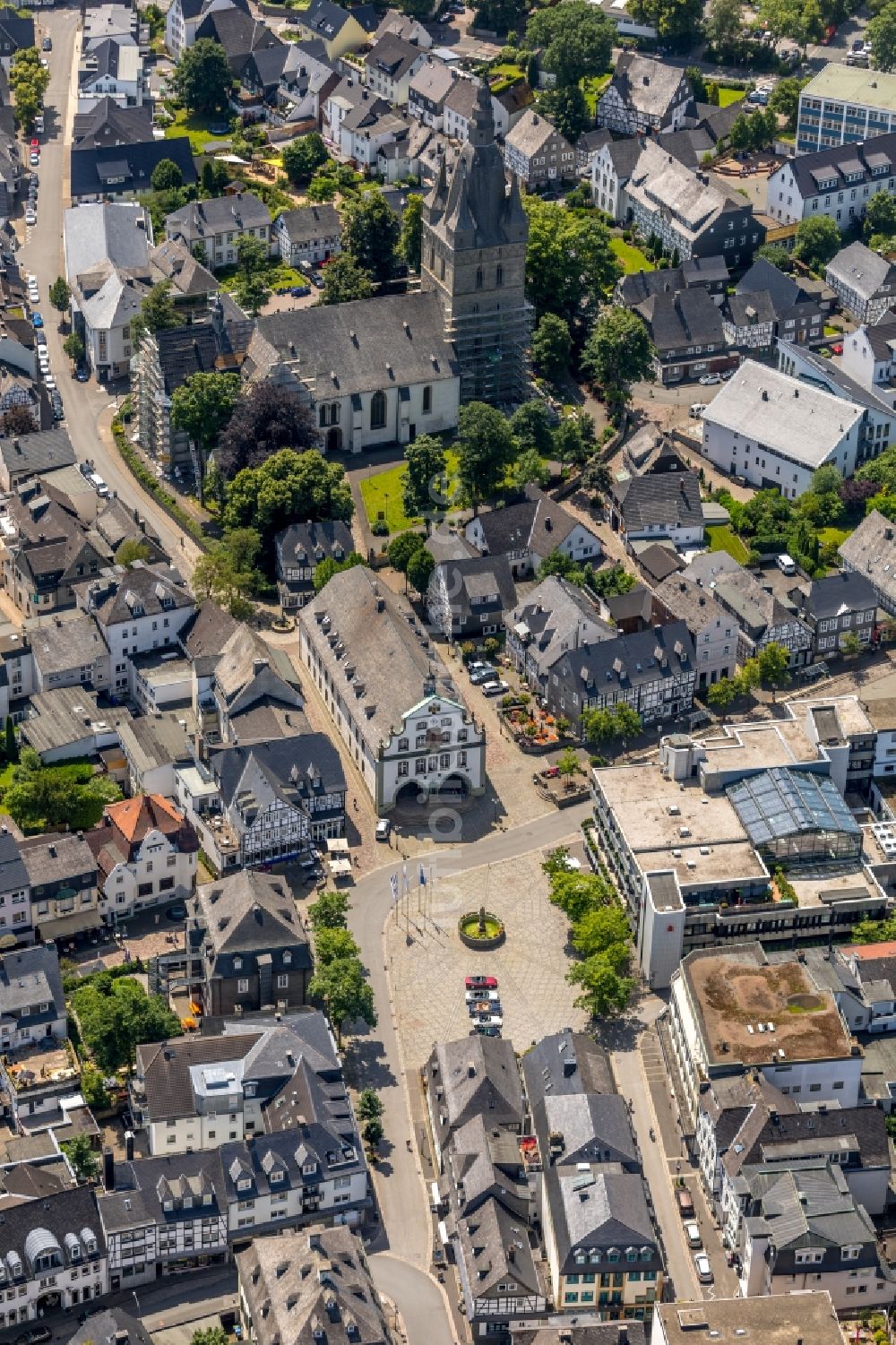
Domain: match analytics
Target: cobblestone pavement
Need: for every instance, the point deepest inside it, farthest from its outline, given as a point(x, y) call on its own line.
point(428, 963)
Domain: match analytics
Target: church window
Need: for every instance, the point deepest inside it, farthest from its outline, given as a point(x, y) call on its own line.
point(378, 410)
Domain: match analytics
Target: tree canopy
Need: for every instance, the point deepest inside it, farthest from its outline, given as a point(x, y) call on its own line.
point(265, 420)
point(202, 78)
point(569, 263)
point(486, 450)
point(284, 487)
point(577, 40)
point(116, 1016)
point(370, 234)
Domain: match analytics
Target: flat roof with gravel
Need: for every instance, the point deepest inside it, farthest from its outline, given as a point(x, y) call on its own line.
point(737, 991)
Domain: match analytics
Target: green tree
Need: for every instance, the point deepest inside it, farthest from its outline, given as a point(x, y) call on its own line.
point(302, 158)
point(252, 263)
point(401, 549)
point(284, 487)
point(486, 450)
point(370, 233)
point(93, 1089)
point(566, 109)
point(156, 312)
point(116, 1016)
point(569, 263)
point(332, 944)
point(774, 665)
point(166, 177)
point(579, 893)
point(348, 996)
point(265, 420)
point(329, 912)
point(201, 408)
point(577, 40)
point(617, 354)
point(424, 483)
point(210, 1336)
point(530, 427)
point(373, 1132)
point(74, 348)
point(673, 19)
point(345, 281)
point(566, 764)
point(552, 346)
point(410, 238)
point(59, 295)
point(327, 568)
point(227, 573)
point(604, 993)
point(212, 182)
point(740, 134)
point(202, 78)
point(721, 694)
point(601, 929)
point(420, 571)
point(530, 470)
point(785, 99)
point(369, 1105)
point(132, 549)
point(882, 34)
point(880, 212)
point(817, 241)
point(82, 1157)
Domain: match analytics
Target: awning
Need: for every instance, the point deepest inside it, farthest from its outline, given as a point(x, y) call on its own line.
point(65, 927)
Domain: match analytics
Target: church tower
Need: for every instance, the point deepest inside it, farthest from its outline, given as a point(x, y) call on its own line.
point(474, 257)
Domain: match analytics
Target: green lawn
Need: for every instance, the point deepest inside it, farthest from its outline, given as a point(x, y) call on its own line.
point(630, 257)
point(721, 539)
point(195, 124)
point(833, 536)
point(383, 496)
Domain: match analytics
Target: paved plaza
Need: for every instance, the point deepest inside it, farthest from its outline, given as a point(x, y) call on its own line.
point(428, 963)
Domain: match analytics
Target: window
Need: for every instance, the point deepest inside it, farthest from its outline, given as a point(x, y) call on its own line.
point(378, 410)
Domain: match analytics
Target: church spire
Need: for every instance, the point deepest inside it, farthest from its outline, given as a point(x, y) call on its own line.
point(482, 128)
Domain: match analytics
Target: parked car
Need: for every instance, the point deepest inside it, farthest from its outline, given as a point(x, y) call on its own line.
point(480, 982)
point(685, 1203)
point(704, 1269)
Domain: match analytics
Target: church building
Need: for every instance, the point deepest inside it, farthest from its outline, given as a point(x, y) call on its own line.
point(385, 370)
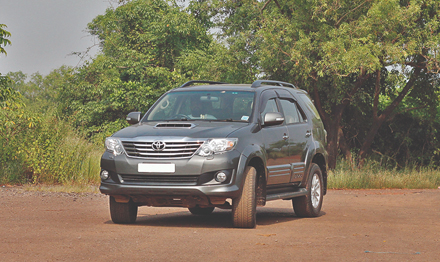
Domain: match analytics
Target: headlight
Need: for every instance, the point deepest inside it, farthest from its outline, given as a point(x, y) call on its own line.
point(217, 146)
point(114, 146)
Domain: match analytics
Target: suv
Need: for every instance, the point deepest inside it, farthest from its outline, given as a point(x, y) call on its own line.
point(231, 146)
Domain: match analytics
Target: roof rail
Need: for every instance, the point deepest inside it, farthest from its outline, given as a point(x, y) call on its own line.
point(200, 81)
point(259, 83)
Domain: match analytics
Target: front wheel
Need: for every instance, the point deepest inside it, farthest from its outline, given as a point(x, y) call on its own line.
point(310, 204)
point(244, 207)
point(123, 213)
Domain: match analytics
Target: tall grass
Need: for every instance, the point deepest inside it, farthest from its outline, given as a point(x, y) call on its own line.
point(376, 175)
point(47, 150)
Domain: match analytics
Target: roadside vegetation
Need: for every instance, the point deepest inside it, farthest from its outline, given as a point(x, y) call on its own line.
point(370, 66)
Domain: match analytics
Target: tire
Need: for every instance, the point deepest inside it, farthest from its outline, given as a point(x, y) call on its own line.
point(201, 210)
point(123, 213)
point(244, 207)
point(310, 204)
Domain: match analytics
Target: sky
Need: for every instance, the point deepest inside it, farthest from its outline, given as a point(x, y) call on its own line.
point(45, 32)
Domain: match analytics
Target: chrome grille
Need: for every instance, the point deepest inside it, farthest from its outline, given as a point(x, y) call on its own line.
point(172, 150)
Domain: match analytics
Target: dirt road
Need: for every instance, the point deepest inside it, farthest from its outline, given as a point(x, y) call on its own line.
point(355, 225)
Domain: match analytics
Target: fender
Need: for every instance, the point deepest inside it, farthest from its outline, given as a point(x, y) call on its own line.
point(249, 153)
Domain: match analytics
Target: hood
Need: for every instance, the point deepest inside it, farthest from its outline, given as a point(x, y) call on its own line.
point(190, 129)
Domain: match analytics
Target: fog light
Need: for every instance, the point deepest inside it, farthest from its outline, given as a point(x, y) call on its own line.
point(221, 177)
point(104, 174)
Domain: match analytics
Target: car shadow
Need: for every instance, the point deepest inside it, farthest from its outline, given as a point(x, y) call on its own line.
point(220, 218)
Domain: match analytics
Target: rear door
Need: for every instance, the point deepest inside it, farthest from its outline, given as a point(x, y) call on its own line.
point(299, 133)
point(275, 140)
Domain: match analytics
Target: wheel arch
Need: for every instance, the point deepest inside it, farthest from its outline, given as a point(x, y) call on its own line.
point(319, 159)
point(259, 165)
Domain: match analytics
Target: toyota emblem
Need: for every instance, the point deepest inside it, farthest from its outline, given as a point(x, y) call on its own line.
point(158, 145)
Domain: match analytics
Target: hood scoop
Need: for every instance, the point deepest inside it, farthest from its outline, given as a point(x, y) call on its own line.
point(175, 125)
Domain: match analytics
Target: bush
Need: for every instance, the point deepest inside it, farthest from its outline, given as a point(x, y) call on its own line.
point(40, 148)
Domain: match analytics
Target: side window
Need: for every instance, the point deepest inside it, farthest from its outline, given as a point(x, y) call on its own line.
point(310, 105)
point(271, 106)
point(291, 112)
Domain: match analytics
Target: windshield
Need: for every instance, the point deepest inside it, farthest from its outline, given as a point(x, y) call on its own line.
point(204, 105)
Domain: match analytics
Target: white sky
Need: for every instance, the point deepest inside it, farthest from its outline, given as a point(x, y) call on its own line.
point(45, 32)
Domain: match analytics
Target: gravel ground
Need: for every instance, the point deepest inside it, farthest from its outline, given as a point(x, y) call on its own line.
point(355, 225)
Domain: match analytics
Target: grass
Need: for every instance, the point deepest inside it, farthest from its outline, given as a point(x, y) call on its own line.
point(374, 176)
point(62, 188)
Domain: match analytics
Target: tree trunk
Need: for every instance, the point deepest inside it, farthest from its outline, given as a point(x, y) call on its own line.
point(378, 120)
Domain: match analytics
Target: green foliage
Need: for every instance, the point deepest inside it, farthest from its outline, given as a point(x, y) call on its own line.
point(141, 43)
point(40, 148)
point(379, 175)
point(3, 41)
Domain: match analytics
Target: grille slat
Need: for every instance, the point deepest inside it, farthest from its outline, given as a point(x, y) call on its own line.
point(172, 150)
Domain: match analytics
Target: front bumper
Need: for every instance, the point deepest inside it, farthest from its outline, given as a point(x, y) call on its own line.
point(202, 193)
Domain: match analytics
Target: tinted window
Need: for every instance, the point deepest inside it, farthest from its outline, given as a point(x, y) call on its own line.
point(271, 106)
point(310, 105)
point(291, 112)
point(203, 105)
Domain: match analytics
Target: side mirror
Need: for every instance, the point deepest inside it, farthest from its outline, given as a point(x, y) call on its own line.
point(133, 118)
point(273, 118)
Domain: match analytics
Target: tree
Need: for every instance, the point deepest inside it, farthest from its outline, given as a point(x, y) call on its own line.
point(141, 42)
point(341, 52)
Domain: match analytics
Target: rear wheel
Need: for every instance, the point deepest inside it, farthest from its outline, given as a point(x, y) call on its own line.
point(201, 210)
point(123, 213)
point(310, 204)
point(244, 207)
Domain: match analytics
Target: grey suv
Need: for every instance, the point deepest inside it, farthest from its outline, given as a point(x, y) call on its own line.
point(230, 146)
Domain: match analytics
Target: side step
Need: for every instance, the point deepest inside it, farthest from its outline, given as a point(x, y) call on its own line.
point(287, 195)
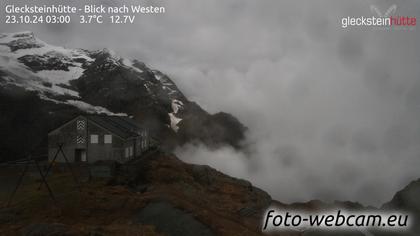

• Stated problem
Please rescale everything from the start of the listing down to the line containing "point(65, 927)", both ends included, and keep every line of that stretch. Multiply each point coordinate in the answers by 0.8, round it to a whole number with halves going up, and leave the pictures out.

• Solution to the exercise
Domain: match analytics
Target: cobblestone pavement
Need: for every instance, the point deepest inside it, farthest from its outline, given as a point(x, y) call on its own line.
point(342, 770)
Domain: match analytics
Target: church window
Need: for every instance, the point deepest inside it, farthest from its outline, given as a point(x, y) call on its own line.
point(302, 328)
Domain: match analytics
Target: tree canopy
Need: for every instance, the point deepest inside it, farthest from its outline, given as a point(x, y) call on its own line.
point(212, 336)
point(162, 62)
point(455, 210)
point(389, 360)
point(227, 390)
point(462, 32)
point(93, 813)
point(296, 187)
Domain: match analytics
Target: flat roof with gravel
Need: for every instance, the point deepest inside it, farthest from its outline, given as a point(x, y) call on its own line.
point(590, 793)
Domain: match analytics
Target: green tree
Need: for every instance, the point deepest inside it, farthest from its outline, given as a point(x, y) call on its own line.
point(242, 126)
point(202, 210)
point(321, 439)
point(227, 390)
point(389, 360)
point(296, 186)
point(74, 871)
point(453, 87)
point(125, 250)
point(93, 813)
point(455, 210)
point(266, 755)
point(619, 532)
point(133, 142)
point(463, 714)
point(278, 797)
point(212, 336)
point(263, 730)
point(161, 326)
point(462, 32)
point(494, 283)
point(339, 386)
point(168, 1069)
point(424, 342)
point(298, 906)
point(59, 278)
point(538, 15)
point(276, 225)
point(453, 611)
point(442, 277)
point(328, 190)
point(47, 236)
point(262, 454)
point(182, 458)
point(483, 794)
point(170, 146)
point(592, 107)
point(162, 62)
point(577, 555)
point(481, 743)
point(336, 457)
point(424, 376)
point(628, 79)
point(295, 884)
point(106, 439)
point(706, 27)
point(704, 170)
point(654, 193)
point(66, 926)
Domain: match analytics
Target: awning
Need: for every instance, the point deepest inside it, farthest from its outline, given as a point(x, y) call on its own line.
point(52, 742)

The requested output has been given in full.